### INPUT FOR THIS TASK

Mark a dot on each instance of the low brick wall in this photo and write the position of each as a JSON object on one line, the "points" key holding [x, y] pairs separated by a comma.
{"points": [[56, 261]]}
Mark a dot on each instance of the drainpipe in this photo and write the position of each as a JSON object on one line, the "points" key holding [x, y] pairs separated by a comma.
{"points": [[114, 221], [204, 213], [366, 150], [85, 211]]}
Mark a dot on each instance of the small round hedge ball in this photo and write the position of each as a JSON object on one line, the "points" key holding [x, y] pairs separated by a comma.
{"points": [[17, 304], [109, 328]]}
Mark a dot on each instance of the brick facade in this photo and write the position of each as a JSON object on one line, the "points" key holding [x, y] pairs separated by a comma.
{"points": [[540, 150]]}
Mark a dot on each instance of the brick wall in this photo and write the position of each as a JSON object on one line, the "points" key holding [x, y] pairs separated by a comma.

### THE PROBLEM
Copy the lines from the one containing "Mark a dot on each instance of the brick facade" through the end of the records, swapping every "brick" for "stone" and leaving everything else as it is. Give only those lines.

### ANSWER FOR THIS EXERCISE
Mark a dot on each instance of the stone facade in this photo and write the position of each as a JSON object on one line, the "points" key holding [x, y] pairs separated by a comma.
{"points": [[540, 150]]}
Mark a dot on each instance of the stone wall in this photo and write the position of each as a JSON object on one line, the "points" key holding [x, y] pairs separated by a comma.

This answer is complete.